Exercise details: Exactly as given, repeat all of the entries.

• • • • •

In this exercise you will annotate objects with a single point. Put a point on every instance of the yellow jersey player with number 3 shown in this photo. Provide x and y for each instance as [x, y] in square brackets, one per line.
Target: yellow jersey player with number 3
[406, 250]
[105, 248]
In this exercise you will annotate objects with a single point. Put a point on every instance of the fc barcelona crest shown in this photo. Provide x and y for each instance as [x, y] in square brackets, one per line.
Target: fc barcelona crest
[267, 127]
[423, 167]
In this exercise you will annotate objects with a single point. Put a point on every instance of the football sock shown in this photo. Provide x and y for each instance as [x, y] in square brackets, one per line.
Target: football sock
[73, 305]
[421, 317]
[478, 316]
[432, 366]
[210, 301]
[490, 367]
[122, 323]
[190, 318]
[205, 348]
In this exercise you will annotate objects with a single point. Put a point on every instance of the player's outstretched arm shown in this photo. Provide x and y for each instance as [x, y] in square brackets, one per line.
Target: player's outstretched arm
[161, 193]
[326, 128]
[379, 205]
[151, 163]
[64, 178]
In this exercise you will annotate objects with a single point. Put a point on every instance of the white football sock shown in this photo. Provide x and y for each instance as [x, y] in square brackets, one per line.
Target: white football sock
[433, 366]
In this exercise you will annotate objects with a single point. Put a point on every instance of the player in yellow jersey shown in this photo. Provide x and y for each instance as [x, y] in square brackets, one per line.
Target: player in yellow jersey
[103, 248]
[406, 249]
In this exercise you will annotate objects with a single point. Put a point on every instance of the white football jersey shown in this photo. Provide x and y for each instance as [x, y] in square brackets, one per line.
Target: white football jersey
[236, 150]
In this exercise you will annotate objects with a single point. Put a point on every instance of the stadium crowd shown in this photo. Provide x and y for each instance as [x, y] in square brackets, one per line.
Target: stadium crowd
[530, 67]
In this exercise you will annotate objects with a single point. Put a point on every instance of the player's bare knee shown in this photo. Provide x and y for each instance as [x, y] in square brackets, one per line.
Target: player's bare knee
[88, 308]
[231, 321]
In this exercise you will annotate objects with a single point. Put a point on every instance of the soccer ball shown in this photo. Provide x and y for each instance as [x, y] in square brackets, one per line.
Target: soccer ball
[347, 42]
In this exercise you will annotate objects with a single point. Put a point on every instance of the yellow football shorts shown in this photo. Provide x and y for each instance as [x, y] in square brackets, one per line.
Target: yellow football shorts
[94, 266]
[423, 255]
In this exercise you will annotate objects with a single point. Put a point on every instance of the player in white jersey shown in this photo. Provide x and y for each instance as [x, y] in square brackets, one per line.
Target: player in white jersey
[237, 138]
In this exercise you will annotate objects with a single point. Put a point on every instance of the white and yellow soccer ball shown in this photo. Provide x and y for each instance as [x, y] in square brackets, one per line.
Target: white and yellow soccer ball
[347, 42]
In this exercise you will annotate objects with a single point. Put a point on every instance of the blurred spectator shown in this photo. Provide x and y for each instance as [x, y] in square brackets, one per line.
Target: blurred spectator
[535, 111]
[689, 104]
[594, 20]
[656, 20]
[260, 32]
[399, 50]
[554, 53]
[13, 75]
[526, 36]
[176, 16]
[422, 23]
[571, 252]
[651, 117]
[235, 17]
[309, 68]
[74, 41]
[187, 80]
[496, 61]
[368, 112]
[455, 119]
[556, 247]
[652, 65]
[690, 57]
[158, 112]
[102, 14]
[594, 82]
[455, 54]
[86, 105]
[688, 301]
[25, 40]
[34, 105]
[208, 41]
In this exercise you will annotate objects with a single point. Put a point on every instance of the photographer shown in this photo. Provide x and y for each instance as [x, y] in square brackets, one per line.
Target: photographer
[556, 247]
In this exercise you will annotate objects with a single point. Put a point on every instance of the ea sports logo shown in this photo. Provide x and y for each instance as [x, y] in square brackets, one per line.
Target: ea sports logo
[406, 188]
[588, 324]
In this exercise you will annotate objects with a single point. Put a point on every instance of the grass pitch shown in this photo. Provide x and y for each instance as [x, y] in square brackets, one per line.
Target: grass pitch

• • • • •

Task result:
In this exercise you will annotate objects with a single point. Put a point on every instance of the yellow jersey player with number 3 shown in this photo. Provide x and y for each instance as [x, y] in square brackets, one per line.
Target: yellow jersey player with number 3
[406, 250]
[105, 248]
In this exercise you will annotate objects with a single point. Put a point on every instance of the fc barcelona crest shown in this photo. Provide x and y for each instance as [x, y] in square brackets, one per line.
Target: fc barcelona crest
[267, 127]
[423, 167]
In this exercise you will annotate objects with a single point. Put a point on every instance of the football sock shown in this photo. Provide x and y for each instance as [x, y] in square brackets, one per line.
Target: football sock
[73, 305]
[421, 317]
[478, 316]
[432, 366]
[210, 301]
[490, 367]
[122, 323]
[190, 318]
[205, 348]
In this exercise you will annotate objects with a single point. Put a point on every instance of the player's outstretched arm shown in this photo. Provide x and y for each instance as [x, y] in square brackets, one per line.
Target: player's outstretched arm
[161, 193]
[326, 128]
[379, 205]
[151, 163]
[64, 178]
In this exercise you will annotate objects with a single point. Put a point on every instance of the white football sock shown in this photo. Provide x and y for each instance as [x, y] in square brackets, one per line.
Target: white football sock
[433, 366]
In this exercise you will annotate objects with a single point. Put a point on every instance of the player in yellow jersey shown in this photo. Provide x and y for each instance as [x, y] in square brackets, one per line.
Target: player in yellow jersey
[103, 248]
[406, 249]
In this exercise you will annotate objects with a single point. Put a point on every instance of the white football jersey shown in this photo. Provide x and y for each instance as [x, y] in square brackets, one per line.
Target: white football jersey
[236, 150]
In this exercise you will annotate objects with a single point. Put a point on every instance of the stadium crowd shown in this photo. Provide x and y for each instance as [x, y] in square brackets, one per line.
Target: stadium crowd
[530, 67]
In this exercise you will annotate objects with a single point. Put a point on every instance of the player's bare knee shown in this photo. Provide x and y for each instance as [x, y] in square brackets, one per line.
Target: player's bare knee
[88, 308]
[231, 321]
In this exercise you will annotate objects with a single point. Put a point on every instance of the soccer ball shown in this photo. Provide x and y for each instance as [x, y] in square brackets, one per line.
Target: soccer ball
[347, 42]
In this exercise you will annotate objects with a single point. Put a point on every instance of the yellow football shorts shown in this photo. Provide x and y for each instance as [x, y] in square brackets, one per line.
Target: yellow football shorts
[94, 266]
[423, 255]
In this exercise you will annotate objects with a single point. Put a point on every instance of the player in white jersey shown in this photo. Provide x and y for each instance as [x, y] in square brackets, one per line.
Target: player in white jersey
[237, 138]
In this exercise you will annotate objects with a single point. Put a point on every instance of the white and yellow soccer ball shown in this photo. Provide x and y for each instance as [x, y] in square brackets, one per line.
Target: white and yellow soccer ball
[347, 42]
In this exercise you will annotate objects with a single point. Put a point on every instance of the blurred spectator shown in this photo. Provide x and y for each instance as [x, y] in square brackets, one per line.
Target: blurred spectator
[535, 111]
[689, 104]
[594, 20]
[656, 20]
[260, 32]
[399, 50]
[554, 53]
[13, 75]
[526, 36]
[176, 16]
[422, 23]
[571, 252]
[651, 117]
[235, 17]
[309, 68]
[74, 41]
[187, 80]
[496, 61]
[368, 112]
[455, 119]
[556, 247]
[652, 65]
[690, 57]
[158, 112]
[102, 14]
[594, 82]
[455, 54]
[86, 105]
[688, 301]
[25, 40]
[34, 105]
[208, 41]
In this exercise you will annotate objects with a single point. Put a point on every instance of the photographer shown in this photo. Provide x and y for each instance as [x, y] in square brackets, one per line.
Target: photographer
[556, 247]
In this exercise you will annotate objects with a single point. Put a point on every instance of the ea sports logo shown in this photo. Provide x and y for each instance as [x, y] in square brackets, one per line.
Target: ea sports logo
[406, 188]
[588, 324]
In this exercise you will annotate objects with a single point. Put a point on every instance of the grass pitch shown in this photo. Provide x and y for each instance as [x, y] in square brackets, one per line.
Target: grass pitch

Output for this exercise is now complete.